● **Stated exercise**:
Copy the lines starting at the one containing "Consider the photo above. Spot each instance of the seed" and ending at the last line, with "pink stem" replaced by "green stem" and everything else unchanged. Leave out the pictures.

Data listing:
--

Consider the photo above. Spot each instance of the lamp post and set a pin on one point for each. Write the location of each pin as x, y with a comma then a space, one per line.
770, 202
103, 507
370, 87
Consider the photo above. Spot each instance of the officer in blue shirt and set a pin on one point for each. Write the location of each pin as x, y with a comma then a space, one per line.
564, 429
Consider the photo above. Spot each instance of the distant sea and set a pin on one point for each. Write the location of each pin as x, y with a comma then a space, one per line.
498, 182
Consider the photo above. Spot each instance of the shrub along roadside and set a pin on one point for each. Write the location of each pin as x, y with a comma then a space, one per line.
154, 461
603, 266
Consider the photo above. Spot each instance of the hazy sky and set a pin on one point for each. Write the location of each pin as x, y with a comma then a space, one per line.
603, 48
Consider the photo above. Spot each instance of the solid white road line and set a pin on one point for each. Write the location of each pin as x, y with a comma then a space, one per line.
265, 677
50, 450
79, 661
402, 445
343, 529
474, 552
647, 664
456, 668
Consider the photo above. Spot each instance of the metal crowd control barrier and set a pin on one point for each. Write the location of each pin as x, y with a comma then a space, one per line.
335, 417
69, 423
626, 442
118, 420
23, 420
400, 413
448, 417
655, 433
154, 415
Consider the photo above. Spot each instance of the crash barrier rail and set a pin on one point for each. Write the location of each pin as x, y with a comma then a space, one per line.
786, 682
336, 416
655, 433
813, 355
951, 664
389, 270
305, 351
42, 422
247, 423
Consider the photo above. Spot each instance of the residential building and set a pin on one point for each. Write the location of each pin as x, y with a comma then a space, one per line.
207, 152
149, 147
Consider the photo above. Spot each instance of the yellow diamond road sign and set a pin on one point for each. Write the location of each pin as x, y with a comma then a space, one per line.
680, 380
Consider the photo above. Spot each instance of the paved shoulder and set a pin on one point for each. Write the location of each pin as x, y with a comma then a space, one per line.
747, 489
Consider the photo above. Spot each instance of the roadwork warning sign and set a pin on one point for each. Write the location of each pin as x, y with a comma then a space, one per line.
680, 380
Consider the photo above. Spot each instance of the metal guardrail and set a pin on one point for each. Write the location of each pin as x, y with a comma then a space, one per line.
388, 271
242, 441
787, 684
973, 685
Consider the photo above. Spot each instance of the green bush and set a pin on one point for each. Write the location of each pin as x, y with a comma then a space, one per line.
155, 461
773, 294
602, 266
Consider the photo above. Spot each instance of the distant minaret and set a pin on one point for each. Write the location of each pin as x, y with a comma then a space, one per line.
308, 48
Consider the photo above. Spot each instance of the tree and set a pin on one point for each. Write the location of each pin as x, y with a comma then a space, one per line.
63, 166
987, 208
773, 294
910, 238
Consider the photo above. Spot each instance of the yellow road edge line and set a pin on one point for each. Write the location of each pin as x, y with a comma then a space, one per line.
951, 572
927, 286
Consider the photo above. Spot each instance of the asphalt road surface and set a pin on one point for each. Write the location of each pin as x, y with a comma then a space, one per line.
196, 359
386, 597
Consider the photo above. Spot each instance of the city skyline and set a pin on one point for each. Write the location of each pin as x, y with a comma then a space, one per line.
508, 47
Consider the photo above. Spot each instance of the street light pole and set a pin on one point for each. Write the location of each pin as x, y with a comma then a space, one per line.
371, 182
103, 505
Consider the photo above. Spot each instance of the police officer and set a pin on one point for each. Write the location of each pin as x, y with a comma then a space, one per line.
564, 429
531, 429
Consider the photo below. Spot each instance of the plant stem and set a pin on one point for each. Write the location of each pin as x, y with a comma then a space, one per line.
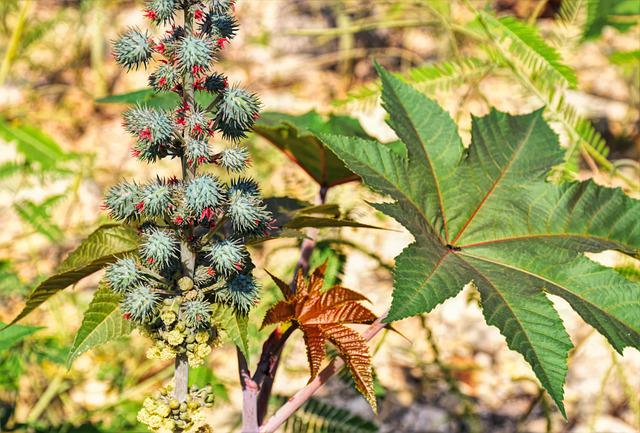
300, 397
187, 255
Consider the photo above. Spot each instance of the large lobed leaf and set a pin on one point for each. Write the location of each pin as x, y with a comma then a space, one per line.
486, 215
104, 246
102, 322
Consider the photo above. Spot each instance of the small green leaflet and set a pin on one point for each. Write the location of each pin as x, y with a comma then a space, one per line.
102, 323
104, 246
12, 336
486, 215
234, 326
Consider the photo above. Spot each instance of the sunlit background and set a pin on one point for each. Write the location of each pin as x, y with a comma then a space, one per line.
62, 146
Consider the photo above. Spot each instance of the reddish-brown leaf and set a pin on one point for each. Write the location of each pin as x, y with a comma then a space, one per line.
314, 340
345, 313
282, 311
354, 351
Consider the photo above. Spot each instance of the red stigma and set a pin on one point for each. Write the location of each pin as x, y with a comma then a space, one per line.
206, 213
145, 134
150, 14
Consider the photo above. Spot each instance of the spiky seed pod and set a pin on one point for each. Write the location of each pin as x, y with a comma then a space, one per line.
156, 199
132, 49
246, 211
219, 26
197, 151
149, 124
202, 195
222, 6
245, 185
160, 11
194, 51
227, 256
121, 200
159, 247
139, 304
237, 113
241, 291
235, 159
197, 313
165, 78
122, 275
215, 83
196, 122
204, 275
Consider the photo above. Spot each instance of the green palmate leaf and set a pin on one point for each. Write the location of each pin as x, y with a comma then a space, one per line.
297, 137
234, 326
105, 245
102, 322
486, 215
12, 336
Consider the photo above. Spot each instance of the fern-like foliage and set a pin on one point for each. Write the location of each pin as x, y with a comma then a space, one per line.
316, 416
428, 78
529, 50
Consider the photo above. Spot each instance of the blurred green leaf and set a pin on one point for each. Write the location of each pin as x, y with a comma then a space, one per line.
35, 145
619, 14
102, 323
104, 246
38, 216
297, 137
15, 334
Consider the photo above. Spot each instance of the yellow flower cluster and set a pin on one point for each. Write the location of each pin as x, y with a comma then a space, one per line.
163, 413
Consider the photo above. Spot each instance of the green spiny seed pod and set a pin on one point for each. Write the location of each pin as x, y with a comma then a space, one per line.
203, 194
196, 121
244, 185
246, 211
215, 83
237, 113
156, 199
204, 275
139, 303
197, 313
159, 247
241, 292
197, 151
149, 124
194, 53
227, 256
160, 11
222, 6
121, 200
219, 26
165, 78
234, 159
132, 49
122, 275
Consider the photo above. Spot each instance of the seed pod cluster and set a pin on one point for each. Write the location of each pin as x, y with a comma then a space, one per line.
209, 217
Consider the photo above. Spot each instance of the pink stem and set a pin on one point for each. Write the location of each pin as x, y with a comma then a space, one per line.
298, 399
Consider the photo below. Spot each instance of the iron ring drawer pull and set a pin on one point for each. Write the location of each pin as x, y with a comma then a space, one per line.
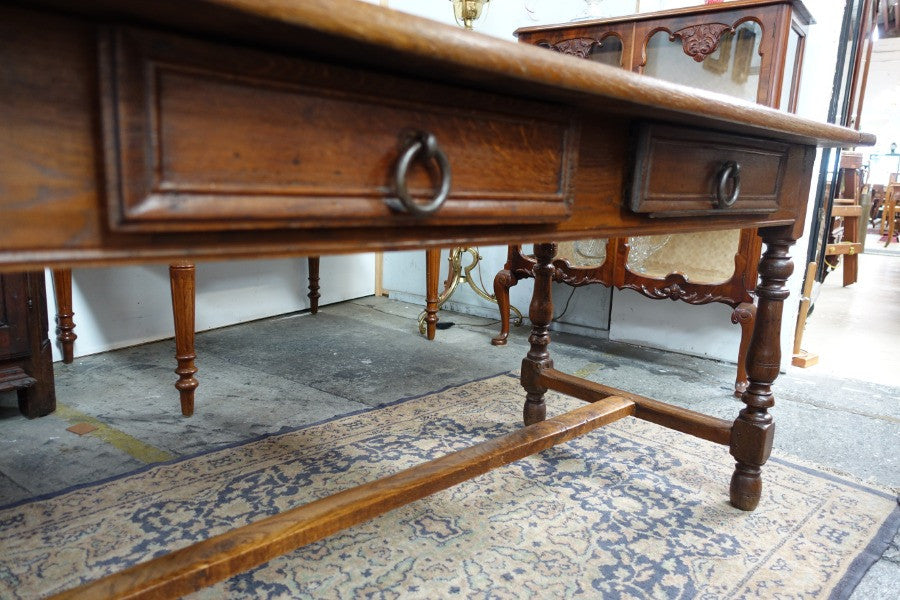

--

● **Answer in full**:
Consider the photo above. Spot each instance of the seed pod cluster and set a pin on one point for each. Write the location of each pin as x, y with a comma then a space, one per line.
209, 217
Consider the photo above. Spot each instance of the green stem and set a pin on one point for each. Write the location of each pin as x, y with a comma then a space, one per line.
298, 399
Consider the photo below. Spot each instance of the iron ring drawer pull and set a pin on one point for each. Write the location of each pin as x, y with a comma then a space, one per line.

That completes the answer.